Copy the records below, requests included, starting at the line that contains "Objective — for every instance of the gray" and stopping after the line that contains "[[58, 270]]". Scale every point coordinate in the answers by 1.9 and round to whole numbers, with halves rounding up.
====== DATA ENTRIES
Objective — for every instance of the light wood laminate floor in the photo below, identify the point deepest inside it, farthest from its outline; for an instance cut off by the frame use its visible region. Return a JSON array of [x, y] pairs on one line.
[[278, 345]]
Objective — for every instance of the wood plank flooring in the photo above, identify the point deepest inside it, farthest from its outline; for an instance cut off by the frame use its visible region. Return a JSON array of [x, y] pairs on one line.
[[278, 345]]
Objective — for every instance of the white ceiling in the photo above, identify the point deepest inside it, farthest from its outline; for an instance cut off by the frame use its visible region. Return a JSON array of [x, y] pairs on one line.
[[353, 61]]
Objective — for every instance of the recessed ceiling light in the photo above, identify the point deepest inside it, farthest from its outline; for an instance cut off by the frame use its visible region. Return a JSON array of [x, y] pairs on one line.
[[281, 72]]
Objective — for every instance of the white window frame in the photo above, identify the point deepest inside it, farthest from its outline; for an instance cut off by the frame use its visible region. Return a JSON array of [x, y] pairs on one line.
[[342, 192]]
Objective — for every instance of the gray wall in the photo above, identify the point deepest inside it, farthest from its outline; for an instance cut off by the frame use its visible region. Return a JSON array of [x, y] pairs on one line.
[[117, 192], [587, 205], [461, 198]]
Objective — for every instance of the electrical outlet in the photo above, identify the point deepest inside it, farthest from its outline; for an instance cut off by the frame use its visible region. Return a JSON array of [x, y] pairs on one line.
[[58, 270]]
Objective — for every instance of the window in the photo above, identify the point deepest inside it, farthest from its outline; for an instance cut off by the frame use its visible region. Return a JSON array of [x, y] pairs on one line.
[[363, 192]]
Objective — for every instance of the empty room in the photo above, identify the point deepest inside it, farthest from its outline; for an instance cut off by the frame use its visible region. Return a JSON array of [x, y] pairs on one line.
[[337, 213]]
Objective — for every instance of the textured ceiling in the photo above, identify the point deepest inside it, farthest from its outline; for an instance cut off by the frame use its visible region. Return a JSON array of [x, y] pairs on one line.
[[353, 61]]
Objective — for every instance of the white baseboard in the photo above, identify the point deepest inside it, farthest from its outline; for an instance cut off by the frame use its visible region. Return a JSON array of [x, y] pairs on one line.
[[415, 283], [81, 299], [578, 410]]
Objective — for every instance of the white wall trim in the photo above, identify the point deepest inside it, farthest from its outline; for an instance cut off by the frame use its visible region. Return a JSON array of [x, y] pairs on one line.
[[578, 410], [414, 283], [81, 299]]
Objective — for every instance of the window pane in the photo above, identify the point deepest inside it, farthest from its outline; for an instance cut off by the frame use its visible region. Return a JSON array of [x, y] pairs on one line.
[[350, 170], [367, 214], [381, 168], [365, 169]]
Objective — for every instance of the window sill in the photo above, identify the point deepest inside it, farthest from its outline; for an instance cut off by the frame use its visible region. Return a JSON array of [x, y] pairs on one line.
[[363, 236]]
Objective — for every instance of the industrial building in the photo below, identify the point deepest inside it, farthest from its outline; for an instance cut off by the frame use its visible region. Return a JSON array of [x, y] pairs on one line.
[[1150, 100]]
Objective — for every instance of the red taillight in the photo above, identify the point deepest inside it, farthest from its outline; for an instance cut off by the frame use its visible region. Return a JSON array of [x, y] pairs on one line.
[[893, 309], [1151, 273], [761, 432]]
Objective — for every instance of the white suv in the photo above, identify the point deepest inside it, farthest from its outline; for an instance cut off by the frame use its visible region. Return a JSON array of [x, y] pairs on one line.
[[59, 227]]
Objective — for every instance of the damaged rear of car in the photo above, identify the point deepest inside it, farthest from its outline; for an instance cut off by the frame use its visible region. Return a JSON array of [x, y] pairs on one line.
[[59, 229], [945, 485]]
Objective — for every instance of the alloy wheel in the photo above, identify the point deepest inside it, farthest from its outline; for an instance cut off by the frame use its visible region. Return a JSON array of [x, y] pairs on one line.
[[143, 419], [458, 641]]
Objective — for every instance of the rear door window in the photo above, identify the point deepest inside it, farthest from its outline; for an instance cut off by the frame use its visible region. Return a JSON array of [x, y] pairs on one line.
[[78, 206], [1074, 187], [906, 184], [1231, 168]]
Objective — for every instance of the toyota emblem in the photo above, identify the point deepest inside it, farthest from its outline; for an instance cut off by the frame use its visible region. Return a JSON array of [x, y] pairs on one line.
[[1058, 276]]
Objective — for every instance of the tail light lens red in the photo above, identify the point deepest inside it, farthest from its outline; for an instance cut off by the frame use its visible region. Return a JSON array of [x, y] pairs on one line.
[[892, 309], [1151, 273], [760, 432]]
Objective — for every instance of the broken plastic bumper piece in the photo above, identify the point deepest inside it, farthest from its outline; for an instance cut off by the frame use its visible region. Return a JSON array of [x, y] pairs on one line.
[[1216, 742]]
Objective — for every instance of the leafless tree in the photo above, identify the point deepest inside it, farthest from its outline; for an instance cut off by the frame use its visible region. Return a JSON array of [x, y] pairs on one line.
============
§ SOLUTION BELOW:
Objective — for every instance of the gray wall in the photo above, identify the point deepest inside it, farthest from its outline; for an instance cut off by the frame use its visible region. Return a JSON array of [x, y] pairs on one line.
[[222, 365], [1115, 390], [876, 376]]
Objective — for every instance of the electrical outlet in the photo above, identify the point deepest inside it, farthest from its outline; for an instance cut off by the frame use its visible region. Return a JSON array of [x, y] pairs on one line.
[[110, 513]]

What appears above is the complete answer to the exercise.